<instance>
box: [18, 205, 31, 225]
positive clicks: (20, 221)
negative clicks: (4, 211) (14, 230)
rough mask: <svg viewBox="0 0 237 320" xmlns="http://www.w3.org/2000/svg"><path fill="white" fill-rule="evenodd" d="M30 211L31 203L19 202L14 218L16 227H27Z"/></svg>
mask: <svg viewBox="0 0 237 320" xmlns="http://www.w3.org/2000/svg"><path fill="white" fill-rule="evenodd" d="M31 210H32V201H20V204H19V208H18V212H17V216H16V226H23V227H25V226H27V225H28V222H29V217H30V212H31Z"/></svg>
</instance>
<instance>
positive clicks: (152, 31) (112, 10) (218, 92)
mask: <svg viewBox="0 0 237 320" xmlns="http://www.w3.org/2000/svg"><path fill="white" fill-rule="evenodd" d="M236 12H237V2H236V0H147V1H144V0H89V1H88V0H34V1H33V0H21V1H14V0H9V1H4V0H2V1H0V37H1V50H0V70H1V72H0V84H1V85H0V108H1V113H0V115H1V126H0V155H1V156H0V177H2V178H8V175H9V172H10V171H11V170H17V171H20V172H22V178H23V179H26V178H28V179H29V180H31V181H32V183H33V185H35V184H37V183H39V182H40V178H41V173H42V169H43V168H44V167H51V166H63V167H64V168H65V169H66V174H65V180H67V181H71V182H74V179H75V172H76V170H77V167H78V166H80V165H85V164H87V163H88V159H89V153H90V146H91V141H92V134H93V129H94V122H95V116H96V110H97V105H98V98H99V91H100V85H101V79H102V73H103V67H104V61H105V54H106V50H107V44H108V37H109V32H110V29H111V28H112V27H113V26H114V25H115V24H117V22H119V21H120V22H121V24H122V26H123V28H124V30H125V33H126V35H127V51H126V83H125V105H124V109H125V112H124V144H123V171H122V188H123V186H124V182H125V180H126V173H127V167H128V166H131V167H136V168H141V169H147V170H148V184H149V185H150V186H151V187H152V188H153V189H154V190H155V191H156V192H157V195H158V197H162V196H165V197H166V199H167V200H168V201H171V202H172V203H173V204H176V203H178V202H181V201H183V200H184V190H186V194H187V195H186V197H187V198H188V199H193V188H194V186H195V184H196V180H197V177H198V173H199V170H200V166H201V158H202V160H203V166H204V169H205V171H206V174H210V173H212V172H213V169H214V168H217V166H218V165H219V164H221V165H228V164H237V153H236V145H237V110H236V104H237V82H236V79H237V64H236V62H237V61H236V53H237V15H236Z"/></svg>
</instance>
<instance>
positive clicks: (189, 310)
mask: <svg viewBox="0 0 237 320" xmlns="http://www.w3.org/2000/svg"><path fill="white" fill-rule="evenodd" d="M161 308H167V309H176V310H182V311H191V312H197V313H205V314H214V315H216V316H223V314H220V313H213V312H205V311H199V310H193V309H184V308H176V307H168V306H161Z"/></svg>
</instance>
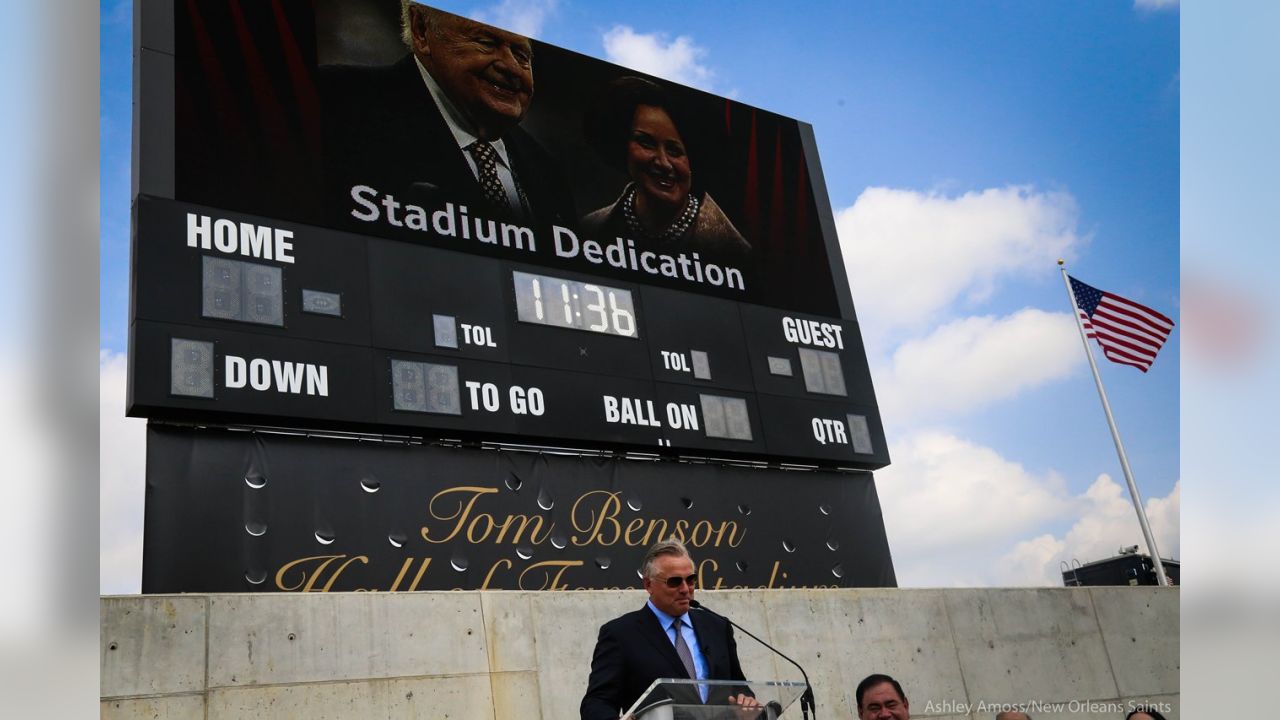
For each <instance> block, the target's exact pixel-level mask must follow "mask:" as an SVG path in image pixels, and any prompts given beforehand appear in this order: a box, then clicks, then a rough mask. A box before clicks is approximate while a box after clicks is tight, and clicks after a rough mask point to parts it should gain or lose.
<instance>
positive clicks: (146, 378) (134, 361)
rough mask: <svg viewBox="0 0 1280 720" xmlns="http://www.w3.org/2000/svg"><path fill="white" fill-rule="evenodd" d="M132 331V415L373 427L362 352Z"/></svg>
mask: <svg viewBox="0 0 1280 720" xmlns="http://www.w3.org/2000/svg"><path fill="white" fill-rule="evenodd" d="M132 333H133V342H132V343H131V355H129V361H131V363H132V364H133V386H132V391H133V392H132V397H131V401H129V407H128V409H127V411H128V414H129V415H132V416H182V415H191V414H192V413H196V414H201V415H214V416H223V418H228V419H230V418H246V416H257V418H262V416H269V418H273V420H271V421H273V423H276V421H288V420H289V419H294V420H303V421H310V420H333V421H343V423H360V424H370V423H372V421H374V383H372V378H374V374H372V365H371V363H372V352H371V351H370V350H367V348H362V347H352V346H346V345H335V343H328V342H311V341H303V340H297V338H280V337H271V336H264V334H256V333H242V332H234V331H224V329H219V328H207V327H193V325H178V324H170V323H152V322H148V320H137V322H134V324H133V329H132Z"/></svg>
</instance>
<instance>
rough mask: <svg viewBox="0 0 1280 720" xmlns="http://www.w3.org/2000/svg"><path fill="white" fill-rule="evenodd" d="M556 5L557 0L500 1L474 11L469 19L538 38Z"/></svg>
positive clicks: (556, 2)
mask: <svg viewBox="0 0 1280 720" xmlns="http://www.w3.org/2000/svg"><path fill="white" fill-rule="evenodd" d="M557 5H559V0H540V1H531V0H502V1H500V3H498V4H497V5H494V6H492V8H485V9H481V10H476V12H475V13H472V15H471V18H472V19H475V20H479V22H483V23H488V24H492V26H495V27H500V28H503V29H509V31H511V32H517V33H520V35H525V36H529V37H538V36H539V35H541V32H543V24H544V23H545V22H547V18H548V17H550V15H552V14H553V13H554V12H556V6H557Z"/></svg>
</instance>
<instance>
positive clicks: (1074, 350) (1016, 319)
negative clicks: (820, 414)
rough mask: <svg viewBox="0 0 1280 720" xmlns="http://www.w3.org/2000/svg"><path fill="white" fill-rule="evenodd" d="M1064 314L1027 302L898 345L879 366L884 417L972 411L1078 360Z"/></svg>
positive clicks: (1041, 379) (1007, 394)
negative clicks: (1011, 309) (1004, 317)
mask: <svg viewBox="0 0 1280 720" xmlns="http://www.w3.org/2000/svg"><path fill="white" fill-rule="evenodd" d="M1079 346H1080V337H1079V331H1076V328H1075V320H1074V319H1073V318H1071V315H1070V314H1069V313H1046V311H1043V310H1036V309H1032V307H1028V309H1024V310H1019V311H1018V313H1014V314H1012V315H1009V316H1005V318H992V316H980V318H964V319H960V320H955V322H951V323H947V324H945V325H942V327H940V328H937V329H934V331H933V332H932V333H929V334H928V336H925V337H922V338H918V340H911V341H908V342H904V343H902V345H899V346H897V348H896V350H895V351H893V356H892V359H891V363H890V366H888V368H887V369H884V370H883V372H879V373H877V383H876V386H877V398H878V400H879V406H881V414H882V415H883V416H884V418H886V421H887V423H888V421H892V423H895V424H901V423H905V421H909V420H913V419H916V418H922V416H923V418H931V416H936V415H938V414H942V413H955V411H961V410H963V411H972V410H977V409H979V407H982V406H984V405H988V404H991V402H996V401H1000V400H1005V398H1009V397H1012V396H1015V395H1018V393H1019V392H1021V391H1024V389H1029V388H1033V387H1037V386H1041V384H1044V383H1047V382H1052V380H1056V379H1060V378H1065V377H1068V375H1070V374H1071V372H1073V370H1075V368H1078V366H1080V365H1082V364H1083V363H1084V354H1082V352H1080V347H1079Z"/></svg>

• **DIRECTIONS FOR THIS TASK**: Your job is to reproduce the material exactly. Keep pictures out of it.

• **RESULT**:
<instance>
box: [18, 205, 31, 225]
positive clicks: (20, 221)
negative clicks: (4, 211) (14, 230)
rough mask: <svg viewBox="0 0 237 320" xmlns="http://www.w3.org/2000/svg"><path fill="white" fill-rule="evenodd" d="M30 211L31 203L19 202L14 218L16 227H27Z"/></svg>
mask: <svg viewBox="0 0 237 320" xmlns="http://www.w3.org/2000/svg"><path fill="white" fill-rule="evenodd" d="M31 210H32V201H20V204H19V208H18V212H17V216H16V226H23V227H25V226H27V225H28V222H29V217H30V212H31Z"/></svg>
</instance>
<instance>
positive clicks: (152, 31) (112, 10) (218, 92)
mask: <svg viewBox="0 0 237 320" xmlns="http://www.w3.org/2000/svg"><path fill="white" fill-rule="evenodd" d="M236 12H237V2H236V0H147V1H144V0H89V1H88V0H34V1H33V0H21V1H14V0H9V1H4V0H2V1H0V37H1V50H0V70H1V72H0V84H1V85H0V108H1V113H0V115H1V126H0V155H1V156H0V177H2V178H8V175H9V172H10V171H11V170H17V171H20V172H22V178H23V179H26V178H28V179H29V180H31V181H32V183H33V185H35V184H37V183H39V182H40V178H41V173H42V169H43V168H44V167H51V166H63V167H64V168H65V169H66V174H65V180H67V181H71V182H74V179H75V172H76V170H77V167H78V166H80V165H85V164H87V163H88V159H89V153H90V146H91V141H92V134H93V129H94V122H95V116H96V110H97V105H98V98H99V91H100V85H101V79H102V73H103V67H104V61H105V54H106V50H107V44H108V37H109V32H110V29H111V28H112V27H113V26H114V25H115V24H117V22H119V21H120V22H121V24H122V26H123V28H124V30H125V33H126V35H127V51H126V83H125V105H124V109H125V112H124V144H123V171H122V188H123V186H124V182H125V180H126V173H127V167H128V166H131V167H136V168H141V169H147V170H148V184H149V185H150V186H151V187H152V188H153V189H154V190H155V191H156V192H157V195H158V197H162V196H165V197H166V199H167V200H168V201H171V202H172V203H173V204H176V203H178V202H181V201H183V200H184V190H186V194H187V195H186V197H187V198H188V199H193V188H194V186H195V184H196V180H197V177H198V173H199V170H200V166H201V158H202V160H203V166H204V169H205V171H206V174H210V173H212V172H213V169H214V168H217V166H218V165H219V164H221V165H228V164H237V153H236V145H237V110H236V104H237V82H236V79H237V64H236V62H237V61H236V53H237V15H236Z"/></svg>
</instance>
<instance>
positive clicks: (189, 310)
mask: <svg viewBox="0 0 237 320" xmlns="http://www.w3.org/2000/svg"><path fill="white" fill-rule="evenodd" d="M161 308H167V309H176V310H182V311H191V312H197V313H205V314H214V315H216V316H223V314H220V313H213V312H205V311H199V310H193V309H184V308H176V307H168V306H161Z"/></svg>
</instance>
For each <instance> block, the target's exact pixel-level mask must follow "mask:" as an SVG path in image pixels, and any prompts given beforehand appear in this order: a box, then clicks, then a rough mask. A box before clicks is approximate while a box after clicks is tight, and clicks after a rough mask point to parts it should gain or lose.
<instance>
positive clicks: (146, 378) (134, 361)
rough mask: <svg viewBox="0 0 1280 720" xmlns="http://www.w3.org/2000/svg"><path fill="white" fill-rule="evenodd" d="M132 331V415L373 427L362 352Z"/></svg>
mask: <svg viewBox="0 0 1280 720" xmlns="http://www.w3.org/2000/svg"><path fill="white" fill-rule="evenodd" d="M132 333H133V342H132V343H131V355H129V361H131V363H132V364H133V386H132V391H133V392H132V397H131V401H129V407H128V409H127V411H128V414H129V415H132V416H182V415H191V414H192V413H196V414H201V415H214V416H223V418H228V419H230V418H246V416H257V418H262V416H269V418H273V420H271V421H273V423H276V421H288V420H289V419H294V420H303V421H310V420H333V421H343V423H360V424H370V423H372V421H374V383H372V378H374V374H372V365H371V363H372V352H371V351H370V350H367V348H362V347H352V346H346V345H335V343H328V342H311V341H303V340H297V338H280V337H271V336H264V334H256V333H242V332H234V331H224V329H219V328H207V327H193V325H178V324H170V323H152V322H148V320H137V322H134V324H133V329H132Z"/></svg>
</instance>
<instance>
rough mask: <svg viewBox="0 0 1280 720" xmlns="http://www.w3.org/2000/svg"><path fill="white" fill-rule="evenodd" d="M556 5L557 0L500 1L474 11L469 19L538 38Z"/></svg>
positive clicks: (556, 2)
mask: <svg viewBox="0 0 1280 720" xmlns="http://www.w3.org/2000/svg"><path fill="white" fill-rule="evenodd" d="M557 5H559V0H540V1H531V0H502V1H500V3H498V4H497V5H494V6H492V8H485V9H481V10H476V12H475V13H472V15H471V18H472V19H475V20H479V22H483V23H488V24H492V26H495V27H500V28H503V29H509V31H511V32H517V33H520V35H525V36H529V37H538V36H539V35H541V32H543V24H544V23H545V22H547V18H548V17H550V15H552V14H553V13H554V12H556V6H557Z"/></svg>
</instance>
<instance>
positive clicks: (1074, 350) (1016, 319)
negative clicks: (820, 414)
rough mask: <svg viewBox="0 0 1280 720" xmlns="http://www.w3.org/2000/svg"><path fill="white" fill-rule="evenodd" d="M1064 314L1027 302L898 345L879 366L884 417L972 411L1078 360Z"/></svg>
positive clicks: (1041, 379) (1007, 394)
negative clicks: (1011, 309) (1004, 317)
mask: <svg viewBox="0 0 1280 720" xmlns="http://www.w3.org/2000/svg"><path fill="white" fill-rule="evenodd" d="M1079 346H1080V337H1079V331H1076V328H1075V320H1074V319H1073V318H1071V315H1070V314H1069V313H1046V311H1043V310H1036V309H1032V307H1028V309H1024V310H1019V311H1018V313H1014V314H1012V315H1009V316H1005V318H992V316H980V318H964V319H960V320H955V322H951V323H947V324H945V325H942V327H940V328H937V329H934V331H933V332H932V333H929V334H928V336H925V337H922V338H918V340H911V341H908V342H904V343H902V345H899V346H897V348H896V350H895V351H893V356H892V359H891V363H890V366H888V368H887V369H884V370H883V372H879V373H877V383H876V386H877V398H878V400H879V406H881V414H882V415H883V416H884V418H886V421H887V423H888V421H892V423H895V424H901V423H905V421H909V420H913V419H916V418H922V416H923V418H931V416H936V415H938V414H942V413H955V411H961V410H963V411H972V410H977V409H979V407H982V406H984V405H988V404H991V402H996V401H1000V400H1005V398H1009V397H1012V396H1015V395H1018V393H1019V392H1021V391H1024V389H1029V388H1033V387H1037V386H1041V384H1044V383H1047V382H1052V380H1056V379H1060V378H1065V377H1068V375H1070V374H1071V372H1073V370H1075V368H1078V366H1080V365H1082V364H1083V363H1084V354H1082V352H1080V347H1079Z"/></svg>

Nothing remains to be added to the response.